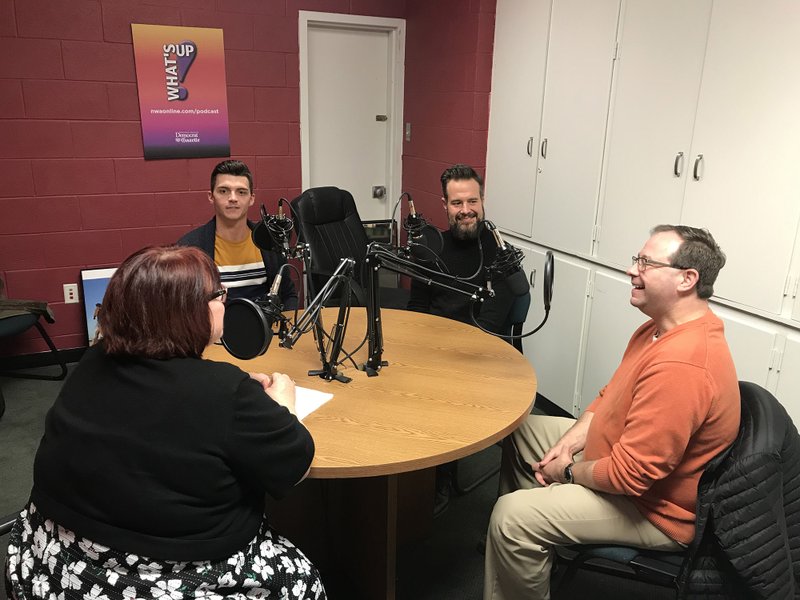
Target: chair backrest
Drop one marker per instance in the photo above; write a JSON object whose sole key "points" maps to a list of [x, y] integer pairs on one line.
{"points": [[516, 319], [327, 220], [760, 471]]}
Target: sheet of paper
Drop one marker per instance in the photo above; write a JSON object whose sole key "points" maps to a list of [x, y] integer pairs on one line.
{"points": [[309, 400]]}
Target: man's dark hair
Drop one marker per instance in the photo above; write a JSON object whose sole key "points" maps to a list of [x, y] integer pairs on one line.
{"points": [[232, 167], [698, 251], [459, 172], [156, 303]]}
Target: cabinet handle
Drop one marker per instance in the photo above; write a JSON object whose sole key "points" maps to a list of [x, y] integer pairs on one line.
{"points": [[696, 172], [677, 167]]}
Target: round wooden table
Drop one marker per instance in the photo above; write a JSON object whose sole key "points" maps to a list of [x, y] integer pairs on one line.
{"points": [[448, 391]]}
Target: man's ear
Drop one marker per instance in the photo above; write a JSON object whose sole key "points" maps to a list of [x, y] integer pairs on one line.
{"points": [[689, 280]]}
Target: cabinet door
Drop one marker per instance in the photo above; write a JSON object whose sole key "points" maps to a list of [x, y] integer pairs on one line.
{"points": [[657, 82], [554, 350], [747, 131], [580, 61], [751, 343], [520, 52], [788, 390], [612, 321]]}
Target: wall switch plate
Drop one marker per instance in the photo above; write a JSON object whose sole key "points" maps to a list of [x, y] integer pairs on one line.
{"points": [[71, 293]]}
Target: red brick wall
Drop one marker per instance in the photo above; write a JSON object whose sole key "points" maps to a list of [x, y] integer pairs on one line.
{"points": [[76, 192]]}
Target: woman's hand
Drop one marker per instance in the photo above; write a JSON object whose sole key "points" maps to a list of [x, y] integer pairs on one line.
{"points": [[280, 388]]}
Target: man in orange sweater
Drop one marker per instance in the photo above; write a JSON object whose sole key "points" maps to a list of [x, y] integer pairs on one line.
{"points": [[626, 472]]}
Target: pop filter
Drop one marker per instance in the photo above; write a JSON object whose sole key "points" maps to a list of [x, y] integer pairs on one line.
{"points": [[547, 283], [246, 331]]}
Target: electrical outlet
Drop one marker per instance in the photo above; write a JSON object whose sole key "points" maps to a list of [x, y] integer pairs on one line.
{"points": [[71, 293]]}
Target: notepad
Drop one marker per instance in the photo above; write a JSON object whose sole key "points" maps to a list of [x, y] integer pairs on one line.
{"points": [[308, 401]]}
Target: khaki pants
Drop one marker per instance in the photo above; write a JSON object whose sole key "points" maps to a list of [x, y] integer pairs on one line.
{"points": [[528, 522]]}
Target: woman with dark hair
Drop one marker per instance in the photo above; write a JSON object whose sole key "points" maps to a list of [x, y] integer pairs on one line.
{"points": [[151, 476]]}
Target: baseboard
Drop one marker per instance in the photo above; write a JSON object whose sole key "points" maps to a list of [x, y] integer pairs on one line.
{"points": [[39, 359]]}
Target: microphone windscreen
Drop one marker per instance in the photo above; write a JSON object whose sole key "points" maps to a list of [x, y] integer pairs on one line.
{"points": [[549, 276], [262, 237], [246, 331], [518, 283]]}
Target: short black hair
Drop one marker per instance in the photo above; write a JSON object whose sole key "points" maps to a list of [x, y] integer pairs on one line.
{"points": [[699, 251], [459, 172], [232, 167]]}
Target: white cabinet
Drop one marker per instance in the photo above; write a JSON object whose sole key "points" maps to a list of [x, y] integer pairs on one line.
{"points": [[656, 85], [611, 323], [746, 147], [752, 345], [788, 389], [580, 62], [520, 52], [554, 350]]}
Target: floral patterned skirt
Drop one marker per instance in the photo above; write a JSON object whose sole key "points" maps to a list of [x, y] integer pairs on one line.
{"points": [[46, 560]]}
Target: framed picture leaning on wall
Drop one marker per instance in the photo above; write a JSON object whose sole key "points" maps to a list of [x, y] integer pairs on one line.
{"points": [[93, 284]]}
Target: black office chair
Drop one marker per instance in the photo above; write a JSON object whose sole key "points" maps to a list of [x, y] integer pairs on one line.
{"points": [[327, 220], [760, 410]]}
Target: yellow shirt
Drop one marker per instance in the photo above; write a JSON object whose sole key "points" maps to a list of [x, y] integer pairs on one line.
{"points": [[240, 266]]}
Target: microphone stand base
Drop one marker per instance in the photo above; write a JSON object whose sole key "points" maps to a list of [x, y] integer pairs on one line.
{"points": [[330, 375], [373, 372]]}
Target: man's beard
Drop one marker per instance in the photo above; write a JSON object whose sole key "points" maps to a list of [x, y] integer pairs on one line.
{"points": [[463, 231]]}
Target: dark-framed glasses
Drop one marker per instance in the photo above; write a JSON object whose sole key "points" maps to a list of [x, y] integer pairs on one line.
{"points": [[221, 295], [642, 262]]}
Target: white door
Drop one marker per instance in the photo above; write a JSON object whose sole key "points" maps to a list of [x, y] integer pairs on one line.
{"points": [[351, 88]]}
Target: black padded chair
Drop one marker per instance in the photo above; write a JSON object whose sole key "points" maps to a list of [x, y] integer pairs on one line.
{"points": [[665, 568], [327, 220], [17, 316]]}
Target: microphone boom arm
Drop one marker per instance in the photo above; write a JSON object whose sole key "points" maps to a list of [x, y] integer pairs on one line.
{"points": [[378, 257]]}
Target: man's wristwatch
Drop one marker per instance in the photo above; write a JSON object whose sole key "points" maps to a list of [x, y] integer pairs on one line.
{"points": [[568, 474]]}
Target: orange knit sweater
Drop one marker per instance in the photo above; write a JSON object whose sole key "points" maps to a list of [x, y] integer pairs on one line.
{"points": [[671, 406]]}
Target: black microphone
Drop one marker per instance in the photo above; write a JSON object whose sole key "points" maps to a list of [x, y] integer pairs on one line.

###

EXERCISE DETAILS:
Copy all of the items above word for word, but leave out the pictures.

RESPONSE:
Target: chair backrest
Drop one marker per instance in the photo above; write a JSON object whose sole key "points" maps to a list of [x, y] integer pairs on one line.
{"points": [[516, 319], [327, 220], [760, 471]]}
Target: sheet of paper
Drop one marker per instance in the photo above; write a JSON object whose sole key "points" maps to a list of [x, y] integer pairs on one line.
{"points": [[309, 400]]}
Target: man's dark hair
Drop one marker per instance in the photo above; write a JSON object whose sole key "points" maps to a list of [x, y] integer pairs on one line.
{"points": [[232, 167], [698, 251], [459, 172], [156, 303]]}
Target: cabinet handle
Drop one marker per instance in the photo above; write a JSON object whose sole key "points" maps to a list of [x, y] integer pairs on one line.
{"points": [[696, 172], [677, 167]]}
Target: round wooden table
Drop one marker per instance in the photo above; write a JSON object whose sole key "points" maps to a list of [x, y] integer pairs on one line.
{"points": [[448, 391]]}
Target: man's ear
Drop one marker per instance in the photo above; write a JSON object whose sole key "points" maps to a list of [x, y] integer pairs on one line.
{"points": [[689, 280]]}
Target: cabinet door
Drop one marker per instance in the photo above; write a JSON object whose sole key "points" maps to a list of [x, y] integer pairs on one line.
{"points": [[657, 82], [554, 350], [747, 131], [580, 61], [751, 343], [520, 52], [788, 390], [612, 321]]}
Target: wall switch plate
Drop one marker per instance in the photo above; write a JSON object whose sole key "points" maps to a list of [x, y] integer pairs on one line.
{"points": [[71, 293]]}
Target: red brick wall
Drop one marker per instance in the photo above; write a JSON object whose sole key "points" maps to a list of [x, y] integer pairs on one line.
{"points": [[76, 192]]}
Target: woman's hand
Drop one marker per instance in the photo above; write a JSON object whose sole key "points" maps to a list of [x, y] integer pairs on one line.
{"points": [[280, 388]]}
Target: man in orange sweater
Drop one marker per instance in the photo above; write a JSON object whose sole key "points" maps to a list of [x, y] integer pairs on one line.
{"points": [[626, 472]]}
Target: pop filter
Drop one marker per instance in the photo above; write a JSON object whose sole key "points" maps to a list of [x, y] integer pairs on one line.
{"points": [[547, 283], [246, 331]]}
Target: electrical outlet
Drop one marker per instance in the photo above; write a JSON object whose sole key "points" maps to a list of [x, y] integer pairs on one line.
{"points": [[71, 293]]}
Target: notepad
Drop one marker per instance in the photo above; write a JSON object whose sole key "points" maps to a list of [x, y] integer pairs on one line.
{"points": [[308, 401]]}
Target: khaki pants
Drop one marker per instance in the photo above; write a JSON object whose sole key "points" maps to a list of [x, y] integer pairs on one line.
{"points": [[528, 522]]}
Target: woman with dark hair
Drop one marker per instance in the photo above; write a JSON object whose sole key "points" maps to a list of [x, y] integer pairs on one line.
{"points": [[151, 476]]}
Target: baseboard
Drop one marker per instance in the photo above; write a JSON object whose sole key "points" maps to a list of [x, y] integer pairs on one line.
{"points": [[39, 359]]}
Target: microphone windscreen
Drop one marker per instance in the photo above; write a JSON object whose sole key "points" maps to a list of [x, y] integer pairs on one line.
{"points": [[549, 276], [262, 237], [246, 331], [518, 283]]}
Target: short black hair
Drop one marker per instance in the photo above; write a JSON object whose sole key "points" maps to a list of [x, y] integer pairs on one line.
{"points": [[699, 251], [459, 172], [232, 167]]}
Target: white cabinet
Drop one marker per instance in the photo above; write a JSON object whose sole key "points" maps to a list of [x, y] integer pairs on one line.
{"points": [[656, 85], [611, 323], [746, 147], [752, 345], [788, 389], [580, 62], [520, 52], [554, 350]]}
Target: floral patterned skirt
Drop one marker per instance in the photo above; write a JSON object whose sole key "points" maps to a list of [x, y] integer pairs on one line.
{"points": [[46, 560]]}
Target: framed picture leaning on wall
Drop one marker per instance in the photo above; write a JSON object whose sole key "points" maps to a list of [x, y] integer pairs on one line.
{"points": [[93, 284]]}
Target: black office chair
Drop one marker per instance in the photo above; write a JSON object whose sole key "points" maps to a list of [x, y] integer pairs on one line.
{"points": [[327, 220], [760, 410]]}
Target: yellow shirt
Drop one marker per instance in the photo above; write a JSON object whose sole key "points" maps to a list of [x, y] integer pairs on one line.
{"points": [[240, 266]]}
Target: microphone stand base
Drop one marker per instance in the photo above; write a JSON object whose sole key "points" maps to a list of [x, y] integer pairs on one line.
{"points": [[330, 375], [373, 372]]}
Target: man's beard
Drop one marker per instance in the photo above; write a JSON object whose sole key "points" maps to a list of [x, y] integer pairs on one line.
{"points": [[463, 231]]}
Target: dark-framed glasses
Drop one marker per instance in the photo above; write a JSON object whose sole key "points" maps to a list of [x, y] integer pairs on one line.
{"points": [[221, 295], [642, 262]]}
Target: white door
Drop one marker per instance in the photo above; write a JSON object whose sole key "points" maps to a list of [x, y] integer pairs on one line.
{"points": [[351, 88]]}
Target: black padded chair
Drop one marker per instance in the photo above; write a JSON object whose sole key "points" maps to a list of [x, y] integer pairs on one line.
{"points": [[665, 568], [327, 220], [17, 316]]}
Target: microphone boom arm
Drop one marker per instance in the photo above; write a JSON object whose sole key "points" maps to a list of [x, y] integer pairs on one line.
{"points": [[378, 257]]}
Target: man's wristwatch
Drop one marker per instance in the photo above; write a JSON object whose sole key "points" maps to a list of [x, y] integer pairs on one line.
{"points": [[568, 474]]}
Target: orange knit sweater
Drop one marker per instance in the photo above; write a JSON object whose sole key "points" maps to a list of [x, y] integer pairs on one line.
{"points": [[671, 406]]}
Target: black microphone
Drop one marker per instance in the photo above; write a JSON object whose sole key "points" maps to a list of [x, y] integer pairs on one line.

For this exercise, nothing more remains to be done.